--- RECORDED INFORMATION ---
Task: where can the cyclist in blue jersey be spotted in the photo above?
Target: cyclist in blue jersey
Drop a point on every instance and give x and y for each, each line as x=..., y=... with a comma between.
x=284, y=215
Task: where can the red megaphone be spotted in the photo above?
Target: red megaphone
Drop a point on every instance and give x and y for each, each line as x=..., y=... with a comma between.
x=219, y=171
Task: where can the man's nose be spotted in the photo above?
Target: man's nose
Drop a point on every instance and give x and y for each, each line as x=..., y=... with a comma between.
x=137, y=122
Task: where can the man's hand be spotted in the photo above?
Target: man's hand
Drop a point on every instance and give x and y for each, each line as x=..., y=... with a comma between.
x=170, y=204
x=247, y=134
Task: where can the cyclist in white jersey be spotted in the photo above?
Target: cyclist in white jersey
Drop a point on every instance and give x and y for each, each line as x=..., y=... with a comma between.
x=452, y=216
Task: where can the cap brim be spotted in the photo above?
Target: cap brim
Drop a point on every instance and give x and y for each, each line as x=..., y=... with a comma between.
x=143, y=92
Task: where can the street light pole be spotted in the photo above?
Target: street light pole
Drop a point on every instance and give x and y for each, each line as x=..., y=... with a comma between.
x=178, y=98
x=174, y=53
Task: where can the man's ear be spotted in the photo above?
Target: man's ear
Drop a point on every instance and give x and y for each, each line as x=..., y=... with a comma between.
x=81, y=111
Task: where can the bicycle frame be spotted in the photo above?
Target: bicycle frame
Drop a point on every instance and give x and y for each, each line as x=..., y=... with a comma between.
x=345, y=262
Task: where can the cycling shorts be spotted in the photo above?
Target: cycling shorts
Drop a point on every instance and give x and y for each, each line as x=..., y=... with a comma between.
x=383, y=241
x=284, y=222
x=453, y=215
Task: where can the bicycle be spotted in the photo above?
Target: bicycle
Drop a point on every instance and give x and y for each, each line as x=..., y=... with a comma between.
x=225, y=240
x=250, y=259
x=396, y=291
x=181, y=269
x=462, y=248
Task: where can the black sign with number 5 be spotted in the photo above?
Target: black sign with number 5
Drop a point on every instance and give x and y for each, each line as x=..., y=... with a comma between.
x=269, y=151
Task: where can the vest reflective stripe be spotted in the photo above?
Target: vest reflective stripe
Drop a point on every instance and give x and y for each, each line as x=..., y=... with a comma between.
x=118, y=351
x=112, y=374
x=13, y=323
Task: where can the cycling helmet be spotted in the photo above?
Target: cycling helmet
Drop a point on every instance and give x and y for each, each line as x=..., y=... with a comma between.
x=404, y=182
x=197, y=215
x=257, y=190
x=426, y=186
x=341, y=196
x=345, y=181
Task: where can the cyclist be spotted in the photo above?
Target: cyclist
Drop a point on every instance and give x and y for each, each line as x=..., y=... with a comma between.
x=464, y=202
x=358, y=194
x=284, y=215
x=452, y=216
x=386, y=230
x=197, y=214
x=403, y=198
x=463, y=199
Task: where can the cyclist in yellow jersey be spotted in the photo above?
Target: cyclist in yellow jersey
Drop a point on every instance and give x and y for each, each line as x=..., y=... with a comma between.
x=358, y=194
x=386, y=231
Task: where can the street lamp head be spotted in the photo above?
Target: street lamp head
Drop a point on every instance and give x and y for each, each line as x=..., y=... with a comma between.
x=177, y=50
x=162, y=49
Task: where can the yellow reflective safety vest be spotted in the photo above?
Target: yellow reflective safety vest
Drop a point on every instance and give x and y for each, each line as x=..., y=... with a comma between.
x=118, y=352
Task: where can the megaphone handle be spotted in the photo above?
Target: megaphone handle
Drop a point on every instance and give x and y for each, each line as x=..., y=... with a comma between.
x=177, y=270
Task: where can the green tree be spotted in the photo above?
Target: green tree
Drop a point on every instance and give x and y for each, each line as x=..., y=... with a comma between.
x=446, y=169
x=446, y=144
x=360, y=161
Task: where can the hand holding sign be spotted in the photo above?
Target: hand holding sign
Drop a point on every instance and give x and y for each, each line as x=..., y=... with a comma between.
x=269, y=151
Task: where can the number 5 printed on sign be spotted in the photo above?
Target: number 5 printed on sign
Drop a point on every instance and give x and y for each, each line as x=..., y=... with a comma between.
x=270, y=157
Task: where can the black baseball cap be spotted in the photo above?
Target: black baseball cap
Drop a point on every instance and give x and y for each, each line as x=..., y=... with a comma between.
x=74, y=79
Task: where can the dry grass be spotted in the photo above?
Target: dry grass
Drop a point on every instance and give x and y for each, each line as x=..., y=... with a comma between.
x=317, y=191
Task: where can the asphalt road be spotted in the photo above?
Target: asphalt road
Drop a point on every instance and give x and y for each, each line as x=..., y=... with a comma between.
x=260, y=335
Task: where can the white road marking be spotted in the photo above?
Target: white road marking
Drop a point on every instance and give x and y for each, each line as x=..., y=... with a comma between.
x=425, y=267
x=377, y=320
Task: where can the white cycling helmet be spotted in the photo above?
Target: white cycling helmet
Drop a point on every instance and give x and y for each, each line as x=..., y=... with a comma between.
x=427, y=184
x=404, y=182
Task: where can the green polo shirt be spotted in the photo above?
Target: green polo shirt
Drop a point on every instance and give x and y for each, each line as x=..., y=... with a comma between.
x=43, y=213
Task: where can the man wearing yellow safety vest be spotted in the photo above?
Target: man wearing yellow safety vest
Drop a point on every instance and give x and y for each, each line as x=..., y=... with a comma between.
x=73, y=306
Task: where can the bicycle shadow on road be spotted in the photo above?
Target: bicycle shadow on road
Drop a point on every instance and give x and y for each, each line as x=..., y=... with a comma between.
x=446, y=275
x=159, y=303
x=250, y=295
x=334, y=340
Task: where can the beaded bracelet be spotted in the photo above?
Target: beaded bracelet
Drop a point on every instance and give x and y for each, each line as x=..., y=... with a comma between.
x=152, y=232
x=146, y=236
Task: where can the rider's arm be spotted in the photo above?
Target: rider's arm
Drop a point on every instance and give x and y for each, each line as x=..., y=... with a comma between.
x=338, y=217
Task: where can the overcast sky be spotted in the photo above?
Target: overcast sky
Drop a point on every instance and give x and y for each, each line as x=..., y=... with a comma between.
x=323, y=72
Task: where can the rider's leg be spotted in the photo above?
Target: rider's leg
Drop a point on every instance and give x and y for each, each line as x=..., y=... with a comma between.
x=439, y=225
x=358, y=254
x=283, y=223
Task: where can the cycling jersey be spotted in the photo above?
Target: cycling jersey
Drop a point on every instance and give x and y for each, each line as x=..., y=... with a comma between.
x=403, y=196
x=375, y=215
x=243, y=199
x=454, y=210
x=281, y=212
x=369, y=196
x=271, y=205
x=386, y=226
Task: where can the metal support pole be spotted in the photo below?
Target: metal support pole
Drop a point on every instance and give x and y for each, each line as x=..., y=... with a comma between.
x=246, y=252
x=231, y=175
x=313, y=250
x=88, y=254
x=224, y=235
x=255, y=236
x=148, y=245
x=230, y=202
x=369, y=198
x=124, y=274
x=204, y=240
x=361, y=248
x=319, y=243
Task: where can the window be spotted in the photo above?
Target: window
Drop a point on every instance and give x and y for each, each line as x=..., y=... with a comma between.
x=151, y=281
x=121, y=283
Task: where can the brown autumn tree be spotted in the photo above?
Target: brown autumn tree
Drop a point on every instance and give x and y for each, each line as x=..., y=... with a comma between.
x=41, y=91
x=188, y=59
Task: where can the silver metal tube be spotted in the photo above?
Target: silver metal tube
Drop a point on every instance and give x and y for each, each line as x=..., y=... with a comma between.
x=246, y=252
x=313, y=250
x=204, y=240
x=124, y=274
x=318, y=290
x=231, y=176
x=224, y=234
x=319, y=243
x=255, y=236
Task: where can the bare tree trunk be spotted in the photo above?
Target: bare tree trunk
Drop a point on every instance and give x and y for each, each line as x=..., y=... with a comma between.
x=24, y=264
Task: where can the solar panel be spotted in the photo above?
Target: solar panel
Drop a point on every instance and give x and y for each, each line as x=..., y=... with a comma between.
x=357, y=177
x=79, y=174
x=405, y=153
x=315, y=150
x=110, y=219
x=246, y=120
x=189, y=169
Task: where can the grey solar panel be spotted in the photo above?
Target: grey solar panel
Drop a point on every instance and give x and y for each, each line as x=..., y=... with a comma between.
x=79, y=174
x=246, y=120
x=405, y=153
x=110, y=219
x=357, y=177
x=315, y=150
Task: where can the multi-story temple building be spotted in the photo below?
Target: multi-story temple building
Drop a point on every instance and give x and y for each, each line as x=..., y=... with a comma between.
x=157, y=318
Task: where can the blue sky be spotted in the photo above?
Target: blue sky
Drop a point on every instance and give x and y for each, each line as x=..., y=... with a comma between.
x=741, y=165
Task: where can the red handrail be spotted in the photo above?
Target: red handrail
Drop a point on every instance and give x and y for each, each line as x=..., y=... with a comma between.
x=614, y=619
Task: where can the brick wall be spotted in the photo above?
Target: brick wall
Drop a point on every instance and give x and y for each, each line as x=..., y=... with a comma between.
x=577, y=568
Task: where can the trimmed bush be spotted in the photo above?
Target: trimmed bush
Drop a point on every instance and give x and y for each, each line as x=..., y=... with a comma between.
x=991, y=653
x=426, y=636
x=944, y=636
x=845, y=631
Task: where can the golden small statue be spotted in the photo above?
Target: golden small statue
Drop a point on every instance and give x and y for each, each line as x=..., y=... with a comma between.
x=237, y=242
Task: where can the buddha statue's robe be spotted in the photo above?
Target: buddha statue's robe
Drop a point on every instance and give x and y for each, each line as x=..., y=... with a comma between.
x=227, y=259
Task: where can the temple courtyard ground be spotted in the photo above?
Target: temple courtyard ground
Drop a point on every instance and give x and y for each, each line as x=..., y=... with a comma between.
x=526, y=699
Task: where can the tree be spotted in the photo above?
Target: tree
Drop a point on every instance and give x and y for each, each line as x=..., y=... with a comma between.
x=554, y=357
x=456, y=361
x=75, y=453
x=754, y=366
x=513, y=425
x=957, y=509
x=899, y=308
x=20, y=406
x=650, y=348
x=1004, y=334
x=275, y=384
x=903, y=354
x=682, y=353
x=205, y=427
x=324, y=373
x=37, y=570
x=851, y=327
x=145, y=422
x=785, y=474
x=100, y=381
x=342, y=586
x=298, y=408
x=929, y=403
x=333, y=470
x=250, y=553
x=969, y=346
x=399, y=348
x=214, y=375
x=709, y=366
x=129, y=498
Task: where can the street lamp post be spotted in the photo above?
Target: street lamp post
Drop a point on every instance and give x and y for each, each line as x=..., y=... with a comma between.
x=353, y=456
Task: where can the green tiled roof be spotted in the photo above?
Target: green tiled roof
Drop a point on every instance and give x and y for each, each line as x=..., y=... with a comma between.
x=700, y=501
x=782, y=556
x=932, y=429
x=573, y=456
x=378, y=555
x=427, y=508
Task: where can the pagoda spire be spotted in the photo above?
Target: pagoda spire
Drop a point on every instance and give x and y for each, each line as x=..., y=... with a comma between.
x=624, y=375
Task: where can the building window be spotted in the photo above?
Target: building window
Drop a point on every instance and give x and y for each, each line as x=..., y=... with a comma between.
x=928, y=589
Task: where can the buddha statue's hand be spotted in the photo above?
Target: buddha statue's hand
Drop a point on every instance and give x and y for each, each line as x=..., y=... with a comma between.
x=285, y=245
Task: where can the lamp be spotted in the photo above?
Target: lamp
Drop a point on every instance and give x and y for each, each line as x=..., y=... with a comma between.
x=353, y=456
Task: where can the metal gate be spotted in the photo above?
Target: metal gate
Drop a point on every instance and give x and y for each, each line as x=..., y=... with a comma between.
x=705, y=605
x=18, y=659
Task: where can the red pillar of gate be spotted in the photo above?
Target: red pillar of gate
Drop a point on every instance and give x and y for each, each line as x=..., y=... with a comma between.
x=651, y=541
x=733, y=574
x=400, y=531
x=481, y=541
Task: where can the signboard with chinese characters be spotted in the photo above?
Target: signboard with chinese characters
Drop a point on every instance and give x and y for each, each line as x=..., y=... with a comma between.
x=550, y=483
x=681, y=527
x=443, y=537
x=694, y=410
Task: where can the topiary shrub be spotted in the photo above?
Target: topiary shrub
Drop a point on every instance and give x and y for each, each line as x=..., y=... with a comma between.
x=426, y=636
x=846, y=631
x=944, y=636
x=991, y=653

--- WORK REQUIRED ---
Using the listing above, work out the number of lines that include "robe". The reply is that number alone.

--- TASK RESULT ---
2